**Data lines**
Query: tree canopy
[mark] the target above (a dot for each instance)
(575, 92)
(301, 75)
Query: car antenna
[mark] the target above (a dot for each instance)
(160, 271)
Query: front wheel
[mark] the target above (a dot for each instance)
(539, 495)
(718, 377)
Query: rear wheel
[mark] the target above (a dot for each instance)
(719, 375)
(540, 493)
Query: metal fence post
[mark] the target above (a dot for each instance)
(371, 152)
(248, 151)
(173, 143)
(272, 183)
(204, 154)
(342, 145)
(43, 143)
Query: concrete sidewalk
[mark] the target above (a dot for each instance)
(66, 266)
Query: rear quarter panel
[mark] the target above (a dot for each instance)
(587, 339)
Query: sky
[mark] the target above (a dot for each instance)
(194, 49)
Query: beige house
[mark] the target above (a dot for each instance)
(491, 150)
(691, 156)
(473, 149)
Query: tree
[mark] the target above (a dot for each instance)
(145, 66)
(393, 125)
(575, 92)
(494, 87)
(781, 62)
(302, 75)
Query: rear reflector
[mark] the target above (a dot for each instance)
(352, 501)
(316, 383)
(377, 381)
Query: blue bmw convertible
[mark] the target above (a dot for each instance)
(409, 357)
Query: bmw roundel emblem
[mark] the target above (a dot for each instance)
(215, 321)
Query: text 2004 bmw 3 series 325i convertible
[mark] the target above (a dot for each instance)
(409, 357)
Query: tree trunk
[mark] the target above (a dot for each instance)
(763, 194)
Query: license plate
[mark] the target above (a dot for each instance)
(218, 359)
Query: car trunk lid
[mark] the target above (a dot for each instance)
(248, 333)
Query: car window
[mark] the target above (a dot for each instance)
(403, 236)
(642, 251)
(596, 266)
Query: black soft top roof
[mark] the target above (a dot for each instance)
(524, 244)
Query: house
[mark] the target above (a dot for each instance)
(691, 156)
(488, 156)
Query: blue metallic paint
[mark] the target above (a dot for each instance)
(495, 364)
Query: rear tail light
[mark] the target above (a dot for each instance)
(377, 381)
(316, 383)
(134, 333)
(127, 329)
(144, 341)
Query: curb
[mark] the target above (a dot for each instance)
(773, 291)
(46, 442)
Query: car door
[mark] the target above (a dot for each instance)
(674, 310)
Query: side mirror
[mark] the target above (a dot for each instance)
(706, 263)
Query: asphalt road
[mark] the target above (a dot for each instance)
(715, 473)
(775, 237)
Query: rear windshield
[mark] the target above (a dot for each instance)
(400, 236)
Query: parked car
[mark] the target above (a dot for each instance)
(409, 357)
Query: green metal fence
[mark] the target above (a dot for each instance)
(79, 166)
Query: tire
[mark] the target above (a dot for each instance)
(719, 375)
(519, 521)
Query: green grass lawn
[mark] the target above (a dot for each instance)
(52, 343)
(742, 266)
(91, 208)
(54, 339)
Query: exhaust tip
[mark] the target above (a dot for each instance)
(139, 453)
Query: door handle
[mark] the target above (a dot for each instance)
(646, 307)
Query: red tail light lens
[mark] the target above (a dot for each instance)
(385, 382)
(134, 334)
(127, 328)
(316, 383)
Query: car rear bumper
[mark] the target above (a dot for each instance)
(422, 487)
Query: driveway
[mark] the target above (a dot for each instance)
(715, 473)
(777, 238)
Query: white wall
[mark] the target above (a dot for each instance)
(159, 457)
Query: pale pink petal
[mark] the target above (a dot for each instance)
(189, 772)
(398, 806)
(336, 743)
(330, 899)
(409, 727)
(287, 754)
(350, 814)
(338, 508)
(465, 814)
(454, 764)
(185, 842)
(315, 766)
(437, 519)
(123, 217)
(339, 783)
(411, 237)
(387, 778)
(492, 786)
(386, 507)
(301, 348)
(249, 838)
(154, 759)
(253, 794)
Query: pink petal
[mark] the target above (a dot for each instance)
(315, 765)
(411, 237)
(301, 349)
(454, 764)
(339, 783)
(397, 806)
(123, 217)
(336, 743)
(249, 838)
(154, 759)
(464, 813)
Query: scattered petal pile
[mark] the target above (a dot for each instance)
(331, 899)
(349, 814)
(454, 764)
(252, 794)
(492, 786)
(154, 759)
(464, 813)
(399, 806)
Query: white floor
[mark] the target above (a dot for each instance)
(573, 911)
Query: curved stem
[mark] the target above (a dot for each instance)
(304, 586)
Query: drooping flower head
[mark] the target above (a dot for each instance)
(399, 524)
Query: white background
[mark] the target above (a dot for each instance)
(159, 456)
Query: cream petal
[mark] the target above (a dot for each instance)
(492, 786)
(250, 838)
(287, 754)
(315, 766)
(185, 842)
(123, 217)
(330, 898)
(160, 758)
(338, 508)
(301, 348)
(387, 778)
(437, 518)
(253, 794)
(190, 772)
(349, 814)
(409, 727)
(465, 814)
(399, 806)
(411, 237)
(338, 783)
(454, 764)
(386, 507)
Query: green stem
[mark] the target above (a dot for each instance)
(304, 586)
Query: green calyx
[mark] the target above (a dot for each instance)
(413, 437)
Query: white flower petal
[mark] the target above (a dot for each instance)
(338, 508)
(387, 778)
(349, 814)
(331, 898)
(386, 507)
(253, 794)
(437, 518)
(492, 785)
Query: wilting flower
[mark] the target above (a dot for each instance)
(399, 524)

**Aim**
Reproduce every line of the data from the line containing "Query: car rear bumper" through the end of the data, both ends included. Offset each point coordinate by adding 28 to both of its numbers, and leave all other text unchanged.

**Written answer**
Query: car rear bumper
[mark] the target above (a dot for each instance)
(450, 515)
Query: driveway
[mark] the target above (a dot for each instance)
(743, 501)
(805, 266)
Query: white wall
[mark] the target above (a dot for each instance)
(187, 485)
Query: pale pink petal
[mark] the target above (a dot for each instance)
(217, 800)
(426, 834)
(364, 771)
(358, 927)
(437, 755)
(315, 782)
(378, 842)
(366, 536)
(493, 842)
(482, 792)
(213, 870)
(343, 794)
(465, 547)
(151, 245)
(367, 811)
(439, 265)
(415, 806)
(520, 814)
(414, 535)
(329, 376)
(277, 866)
(182, 787)
(281, 822)
Query: pink petal
[mark] the target above (a dot for each instance)
(343, 793)
(439, 265)
(329, 377)
(482, 792)
(367, 811)
(425, 834)
(151, 245)
(364, 771)
(277, 866)
(182, 787)
(492, 841)
Query: scattered petal pile
[mark] the target above (a dot for each instance)
(359, 927)
(377, 842)
(482, 792)
(280, 822)
(520, 814)
(182, 787)
(492, 841)
(427, 834)
Query: white floor
[mark] the target above (a dot for each instance)
(601, 939)
Query: curved stem
[mark] the target above (a dot for each instance)
(332, 614)
Query: drooping flower head
[mark] the target above (a dot for each instance)
(427, 552)
Query: white background
[mark] the target above (a dot for each instance)
(187, 484)
Query: cream petal
[mark] the target above (a dot for each instance)
(520, 814)
(278, 866)
(315, 782)
(343, 794)
(213, 870)
(151, 245)
(358, 926)
(188, 786)
(366, 536)
(329, 376)
(415, 806)
(465, 546)
(281, 822)
(218, 800)
(377, 842)
(437, 755)
(493, 842)
(427, 834)
(439, 265)
(366, 811)
(482, 792)
(414, 535)
Query: green stem
[mark] the target above (a dot for each instance)
(332, 614)
Query: green calyx
[mark] the target above (a dot for each instance)
(441, 465)
Query: white flower petal
[mark] the target above (a dot for each instance)
(366, 536)
(415, 806)
(377, 842)
(359, 926)
(414, 535)
(281, 822)
(465, 546)
(520, 813)
Query: wilting flower
[mark] the target above (a dot for each instance)
(427, 552)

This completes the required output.